Your instructions » Please output exactly the run of lines that starts at the line with "car door, once" and ends at the last line of the records below.

====

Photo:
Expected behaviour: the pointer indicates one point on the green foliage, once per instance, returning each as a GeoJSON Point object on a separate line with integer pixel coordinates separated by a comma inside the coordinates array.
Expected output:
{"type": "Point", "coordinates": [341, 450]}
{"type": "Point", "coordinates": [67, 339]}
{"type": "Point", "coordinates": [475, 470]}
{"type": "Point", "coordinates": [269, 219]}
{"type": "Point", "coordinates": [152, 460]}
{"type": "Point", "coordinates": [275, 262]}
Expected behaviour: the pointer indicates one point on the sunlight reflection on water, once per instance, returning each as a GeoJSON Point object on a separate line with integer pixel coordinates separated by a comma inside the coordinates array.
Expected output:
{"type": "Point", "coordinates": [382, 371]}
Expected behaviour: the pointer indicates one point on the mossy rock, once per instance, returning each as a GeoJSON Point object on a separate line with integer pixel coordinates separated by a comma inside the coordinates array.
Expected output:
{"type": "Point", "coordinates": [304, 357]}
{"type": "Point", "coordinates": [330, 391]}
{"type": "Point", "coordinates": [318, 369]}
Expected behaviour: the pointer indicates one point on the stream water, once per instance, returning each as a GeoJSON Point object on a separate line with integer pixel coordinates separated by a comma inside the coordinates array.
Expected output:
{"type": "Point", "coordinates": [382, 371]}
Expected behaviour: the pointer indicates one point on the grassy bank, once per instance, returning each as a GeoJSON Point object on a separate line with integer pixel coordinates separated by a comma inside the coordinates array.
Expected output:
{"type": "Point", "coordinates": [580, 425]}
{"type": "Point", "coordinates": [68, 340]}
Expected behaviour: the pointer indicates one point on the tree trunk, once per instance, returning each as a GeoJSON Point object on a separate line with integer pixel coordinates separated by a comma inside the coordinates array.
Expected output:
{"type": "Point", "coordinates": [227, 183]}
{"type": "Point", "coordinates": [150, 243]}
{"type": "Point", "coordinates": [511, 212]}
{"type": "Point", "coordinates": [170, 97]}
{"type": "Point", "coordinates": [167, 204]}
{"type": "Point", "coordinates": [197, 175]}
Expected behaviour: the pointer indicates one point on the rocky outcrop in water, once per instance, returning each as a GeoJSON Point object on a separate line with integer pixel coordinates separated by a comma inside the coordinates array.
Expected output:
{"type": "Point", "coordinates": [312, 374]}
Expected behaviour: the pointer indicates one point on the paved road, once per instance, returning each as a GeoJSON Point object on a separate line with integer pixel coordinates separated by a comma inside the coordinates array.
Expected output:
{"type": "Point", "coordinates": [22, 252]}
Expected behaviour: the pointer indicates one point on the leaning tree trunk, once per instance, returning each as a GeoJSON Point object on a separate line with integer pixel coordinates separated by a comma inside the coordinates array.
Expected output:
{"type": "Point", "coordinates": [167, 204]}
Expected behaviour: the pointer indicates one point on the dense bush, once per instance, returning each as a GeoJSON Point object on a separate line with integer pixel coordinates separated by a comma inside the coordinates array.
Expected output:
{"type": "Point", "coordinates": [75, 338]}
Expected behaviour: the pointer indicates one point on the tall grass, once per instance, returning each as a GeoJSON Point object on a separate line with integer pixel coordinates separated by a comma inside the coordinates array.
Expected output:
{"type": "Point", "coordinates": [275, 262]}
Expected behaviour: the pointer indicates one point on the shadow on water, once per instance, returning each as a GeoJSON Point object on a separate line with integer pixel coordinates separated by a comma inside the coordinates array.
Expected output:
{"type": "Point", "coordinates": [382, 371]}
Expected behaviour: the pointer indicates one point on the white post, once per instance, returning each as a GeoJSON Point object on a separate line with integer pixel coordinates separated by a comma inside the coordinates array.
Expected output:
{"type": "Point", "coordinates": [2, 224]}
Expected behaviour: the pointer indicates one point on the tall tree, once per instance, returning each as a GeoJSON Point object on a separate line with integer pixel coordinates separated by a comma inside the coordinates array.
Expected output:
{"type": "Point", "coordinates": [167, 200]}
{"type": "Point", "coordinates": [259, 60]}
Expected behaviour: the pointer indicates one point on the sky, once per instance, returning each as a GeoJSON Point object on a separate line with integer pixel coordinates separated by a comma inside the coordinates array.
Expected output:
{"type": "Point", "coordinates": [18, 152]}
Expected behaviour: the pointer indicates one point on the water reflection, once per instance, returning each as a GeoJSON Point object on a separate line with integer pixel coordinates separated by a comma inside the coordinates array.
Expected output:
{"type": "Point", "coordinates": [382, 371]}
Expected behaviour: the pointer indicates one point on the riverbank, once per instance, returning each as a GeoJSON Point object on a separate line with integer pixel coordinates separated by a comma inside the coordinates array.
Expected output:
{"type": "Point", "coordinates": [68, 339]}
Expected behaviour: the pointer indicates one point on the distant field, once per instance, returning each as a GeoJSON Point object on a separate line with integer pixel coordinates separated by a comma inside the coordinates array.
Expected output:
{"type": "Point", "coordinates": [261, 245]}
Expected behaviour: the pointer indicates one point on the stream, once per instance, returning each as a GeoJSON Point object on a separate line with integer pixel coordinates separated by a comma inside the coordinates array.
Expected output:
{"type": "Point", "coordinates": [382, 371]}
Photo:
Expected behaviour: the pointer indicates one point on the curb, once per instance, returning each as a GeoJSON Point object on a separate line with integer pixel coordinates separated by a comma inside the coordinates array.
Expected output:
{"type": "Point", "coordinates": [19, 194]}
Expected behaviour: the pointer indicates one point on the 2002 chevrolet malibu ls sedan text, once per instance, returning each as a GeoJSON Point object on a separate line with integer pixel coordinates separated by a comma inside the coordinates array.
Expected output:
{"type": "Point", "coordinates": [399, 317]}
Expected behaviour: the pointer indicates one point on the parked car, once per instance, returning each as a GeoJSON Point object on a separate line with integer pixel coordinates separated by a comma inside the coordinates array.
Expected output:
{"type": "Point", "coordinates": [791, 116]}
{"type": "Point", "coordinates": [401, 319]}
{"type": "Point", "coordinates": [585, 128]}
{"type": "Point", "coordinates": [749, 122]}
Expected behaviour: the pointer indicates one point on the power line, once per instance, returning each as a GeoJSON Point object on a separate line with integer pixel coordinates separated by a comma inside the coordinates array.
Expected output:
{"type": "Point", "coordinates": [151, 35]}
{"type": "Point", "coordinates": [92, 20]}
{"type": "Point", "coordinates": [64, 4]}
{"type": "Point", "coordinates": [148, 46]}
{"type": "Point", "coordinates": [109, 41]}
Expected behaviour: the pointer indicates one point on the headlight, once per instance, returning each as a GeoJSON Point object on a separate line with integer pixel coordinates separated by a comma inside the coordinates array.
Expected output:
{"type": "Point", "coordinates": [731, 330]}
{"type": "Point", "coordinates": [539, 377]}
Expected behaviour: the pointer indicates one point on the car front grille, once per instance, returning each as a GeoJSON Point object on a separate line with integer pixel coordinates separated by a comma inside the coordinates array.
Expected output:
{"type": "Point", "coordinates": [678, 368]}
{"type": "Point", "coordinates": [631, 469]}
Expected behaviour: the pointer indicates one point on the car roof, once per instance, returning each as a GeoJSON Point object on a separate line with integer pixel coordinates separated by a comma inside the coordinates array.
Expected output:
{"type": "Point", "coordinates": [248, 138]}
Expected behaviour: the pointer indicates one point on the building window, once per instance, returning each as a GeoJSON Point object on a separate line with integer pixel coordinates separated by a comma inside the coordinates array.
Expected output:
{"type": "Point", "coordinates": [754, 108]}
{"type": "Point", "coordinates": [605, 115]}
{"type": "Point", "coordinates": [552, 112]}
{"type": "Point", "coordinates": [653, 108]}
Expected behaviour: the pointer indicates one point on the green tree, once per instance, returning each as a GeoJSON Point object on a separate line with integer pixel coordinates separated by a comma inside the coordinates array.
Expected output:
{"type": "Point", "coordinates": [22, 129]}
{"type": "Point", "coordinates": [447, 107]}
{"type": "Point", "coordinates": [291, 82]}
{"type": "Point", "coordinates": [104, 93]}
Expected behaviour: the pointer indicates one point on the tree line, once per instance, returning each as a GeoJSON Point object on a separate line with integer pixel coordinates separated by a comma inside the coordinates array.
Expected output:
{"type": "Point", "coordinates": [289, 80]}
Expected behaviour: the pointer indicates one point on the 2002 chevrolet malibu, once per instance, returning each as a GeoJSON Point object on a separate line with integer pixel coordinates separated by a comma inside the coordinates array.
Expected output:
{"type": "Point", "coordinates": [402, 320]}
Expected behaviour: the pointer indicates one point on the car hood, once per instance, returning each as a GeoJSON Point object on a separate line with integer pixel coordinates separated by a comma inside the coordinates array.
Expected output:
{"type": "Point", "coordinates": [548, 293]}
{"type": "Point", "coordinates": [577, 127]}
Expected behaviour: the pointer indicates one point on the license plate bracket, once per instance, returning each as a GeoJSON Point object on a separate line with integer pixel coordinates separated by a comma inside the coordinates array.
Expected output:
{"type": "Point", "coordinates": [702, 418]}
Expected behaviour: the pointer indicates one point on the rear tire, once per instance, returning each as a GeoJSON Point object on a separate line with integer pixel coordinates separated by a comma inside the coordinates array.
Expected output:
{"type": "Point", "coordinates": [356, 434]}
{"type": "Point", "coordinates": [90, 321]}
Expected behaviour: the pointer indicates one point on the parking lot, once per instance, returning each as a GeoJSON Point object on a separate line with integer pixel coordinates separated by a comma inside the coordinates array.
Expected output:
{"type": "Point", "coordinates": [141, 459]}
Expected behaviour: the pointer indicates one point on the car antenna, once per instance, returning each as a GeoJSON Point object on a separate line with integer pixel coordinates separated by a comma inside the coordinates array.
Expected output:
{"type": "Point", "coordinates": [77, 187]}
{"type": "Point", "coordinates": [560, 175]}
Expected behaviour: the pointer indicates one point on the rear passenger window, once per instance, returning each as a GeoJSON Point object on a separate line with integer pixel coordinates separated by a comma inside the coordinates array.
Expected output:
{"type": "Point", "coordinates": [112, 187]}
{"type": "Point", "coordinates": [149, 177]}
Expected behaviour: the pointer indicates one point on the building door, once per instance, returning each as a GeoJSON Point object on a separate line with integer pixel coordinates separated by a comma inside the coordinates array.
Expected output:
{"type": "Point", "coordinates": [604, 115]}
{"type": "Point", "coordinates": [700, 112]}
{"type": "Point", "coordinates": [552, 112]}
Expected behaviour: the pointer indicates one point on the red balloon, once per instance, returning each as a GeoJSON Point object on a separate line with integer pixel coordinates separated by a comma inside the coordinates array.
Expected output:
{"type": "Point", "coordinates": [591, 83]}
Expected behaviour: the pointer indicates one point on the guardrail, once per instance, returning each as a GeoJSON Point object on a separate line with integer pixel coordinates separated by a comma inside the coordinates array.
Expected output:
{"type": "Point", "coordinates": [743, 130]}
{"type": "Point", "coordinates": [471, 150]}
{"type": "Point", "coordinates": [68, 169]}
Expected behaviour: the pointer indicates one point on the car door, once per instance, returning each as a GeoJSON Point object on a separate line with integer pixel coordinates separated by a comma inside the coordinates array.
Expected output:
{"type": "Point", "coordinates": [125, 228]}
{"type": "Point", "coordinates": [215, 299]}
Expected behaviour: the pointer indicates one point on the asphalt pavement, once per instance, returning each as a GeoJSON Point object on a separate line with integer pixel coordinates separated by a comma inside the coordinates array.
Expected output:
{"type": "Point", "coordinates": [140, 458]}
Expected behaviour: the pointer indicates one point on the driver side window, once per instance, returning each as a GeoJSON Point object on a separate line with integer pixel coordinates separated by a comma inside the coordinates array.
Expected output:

====

Result of the exercise »
Expected behaviour: the pointer indicates one point on the car door, once per instance, returning each as a GeoJSON Point object on a separate line with integer pixel coordinates separated by a comma inside the coordinates array.
Expected output:
{"type": "Point", "coordinates": [125, 228]}
{"type": "Point", "coordinates": [215, 299]}
Expected behaviour: the pointer indicates one point on the asphalt pavement, once per instance, returning each as a GeoJSON Point object on a separate line with integer pixel coordinates separated by a comma inside the coordinates array.
Expected output:
{"type": "Point", "coordinates": [140, 458]}
Expected behaviour: the pointer indicates one point on the driver side window, once per instance, returning each as a GeoJSON Point object on a separate line with integer pixel coordinates separated by a comma inside the coordinates array.
Expected output:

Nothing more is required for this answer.